:: PAGE TEXT
Black arm bands that have any impact on the focus on education should not be allowed.

No it shouldn't, but they have in the past, especially when there is an inflammatory meaning behind it. Arm bands have a rich history of being symbols of horrible repression.
Putting on an armband to protest doesn't constitute the use of physical force; therefore, it's universally permissible.
No, it's not universally permissible, you are just wrong. Try putting a little swastika on that arm band and go into a yeshiva.

Schools are not a democracy, children don't run them.

That doesn't mean that administrators are omnipotent, and that children are slaves to the unaccountable "will of the school".
I never said they were slaves to the unaccountable. Believe me I have issues with teachers too, not to mention administrators. It does mean that children must conduct themselves in such a manner that the environment is conducive to learning from a teacher.

In the allowed forum for expression they may exercise their positions.

The "allowed forum"? First of all, the government doesn't get to "allow" anything. The government's job is to prevent people from using force against each other; that is, to protect rights, not decide who gets them.
::::
:: ROWS
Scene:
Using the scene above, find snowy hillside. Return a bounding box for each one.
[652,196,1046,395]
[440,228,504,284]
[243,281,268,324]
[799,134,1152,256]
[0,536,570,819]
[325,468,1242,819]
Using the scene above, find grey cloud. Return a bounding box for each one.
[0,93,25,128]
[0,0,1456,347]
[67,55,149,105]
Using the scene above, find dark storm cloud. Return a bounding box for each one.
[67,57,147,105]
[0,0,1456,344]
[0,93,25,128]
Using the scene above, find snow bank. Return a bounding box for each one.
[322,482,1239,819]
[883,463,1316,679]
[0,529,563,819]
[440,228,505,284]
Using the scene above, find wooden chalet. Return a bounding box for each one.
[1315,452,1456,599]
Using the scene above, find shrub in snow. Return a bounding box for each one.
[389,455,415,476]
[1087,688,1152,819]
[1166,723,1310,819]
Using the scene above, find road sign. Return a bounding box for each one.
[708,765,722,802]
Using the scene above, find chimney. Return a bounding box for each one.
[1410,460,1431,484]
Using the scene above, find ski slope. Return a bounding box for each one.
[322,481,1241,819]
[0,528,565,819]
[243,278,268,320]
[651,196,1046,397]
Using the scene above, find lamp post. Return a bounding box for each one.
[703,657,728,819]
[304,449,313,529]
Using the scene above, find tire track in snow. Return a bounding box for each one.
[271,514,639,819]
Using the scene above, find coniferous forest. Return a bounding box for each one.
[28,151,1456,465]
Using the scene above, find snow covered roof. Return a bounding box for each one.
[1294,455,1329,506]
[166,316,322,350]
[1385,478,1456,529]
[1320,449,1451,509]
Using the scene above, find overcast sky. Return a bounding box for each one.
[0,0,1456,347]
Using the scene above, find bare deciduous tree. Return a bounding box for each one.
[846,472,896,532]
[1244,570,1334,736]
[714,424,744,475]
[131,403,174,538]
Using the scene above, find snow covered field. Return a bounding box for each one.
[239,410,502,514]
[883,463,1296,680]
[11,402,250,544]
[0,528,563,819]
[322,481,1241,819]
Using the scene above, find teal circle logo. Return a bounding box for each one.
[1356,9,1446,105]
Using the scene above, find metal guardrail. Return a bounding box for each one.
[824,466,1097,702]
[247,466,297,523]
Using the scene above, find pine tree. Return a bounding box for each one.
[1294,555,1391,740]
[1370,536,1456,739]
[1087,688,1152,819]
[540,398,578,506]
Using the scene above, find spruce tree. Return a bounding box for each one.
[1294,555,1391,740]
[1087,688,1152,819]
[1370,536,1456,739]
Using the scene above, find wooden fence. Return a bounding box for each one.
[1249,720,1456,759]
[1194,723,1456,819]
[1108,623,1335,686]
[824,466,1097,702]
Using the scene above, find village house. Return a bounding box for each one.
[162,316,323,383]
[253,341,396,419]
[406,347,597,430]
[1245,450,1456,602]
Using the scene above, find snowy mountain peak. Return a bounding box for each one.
::::
[PROBLEMS AND TASKS]:
#1 In the armband debate, rewrite the paragraph beginning "I never said they were slaves" more briefly while keeping its main points.
#2 Set down word for word everything in the armband debate from "No, it's not" down to "from a teacher.".
This material was taken from a different source.

[OUTPUTS BY TASK]:
#1 The writer denies saying children are slaves to the unaccountable and admits to having problems with teachers and administrators. Still, the writer holds that children must behave in a way that keeps the environment conducive to learning from a teacher.

#2
No, it's not universally permissible, you are just wrong. Try putting a little swastika on that arm band and go into a yeshiva.

Schools are not a democracy, children don't run them.

That doesn't mean that administrators are omnipotent, and that children are slaves to the unaccountable "will of the school".
I never said they were slaves to the unaccountable. Believe me I have issues with teachers too, not to mention administrators. It does mean that children must conduct themselves in such a manner that the environment is conducive to learning from a teacher.